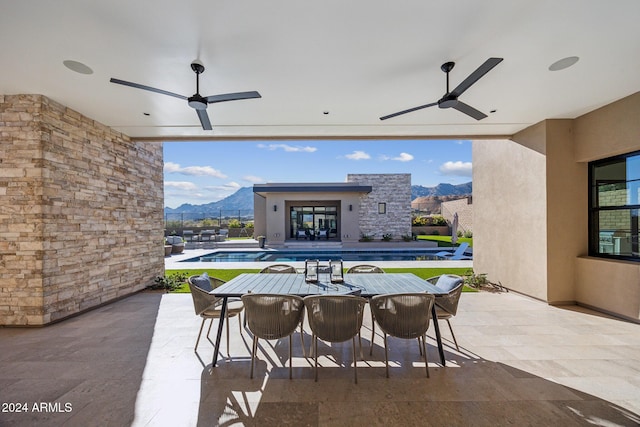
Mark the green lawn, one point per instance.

...

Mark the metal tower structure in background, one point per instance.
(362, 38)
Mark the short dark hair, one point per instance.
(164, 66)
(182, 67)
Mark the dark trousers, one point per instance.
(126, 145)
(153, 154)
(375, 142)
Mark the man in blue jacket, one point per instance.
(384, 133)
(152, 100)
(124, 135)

--

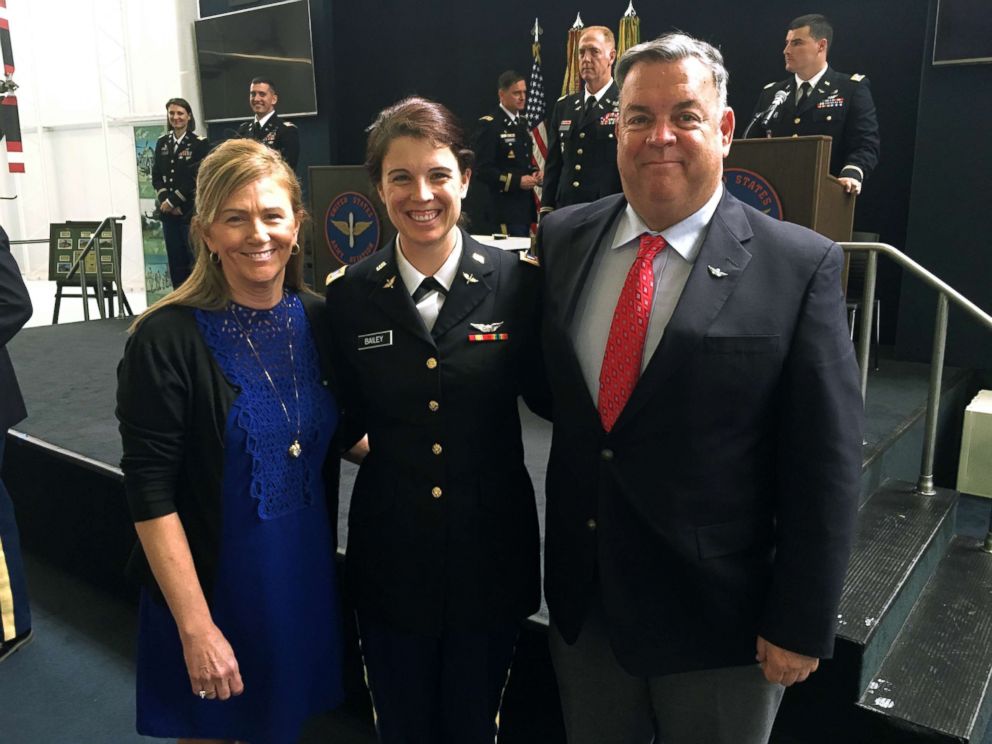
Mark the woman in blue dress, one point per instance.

## Exercise prompt
Show each line of the material above that contains the word "dark", copying every such line in full.

## Expected answer
Mark the short dark hair, one point per instance.
Mark the dark trousers, one point per instance.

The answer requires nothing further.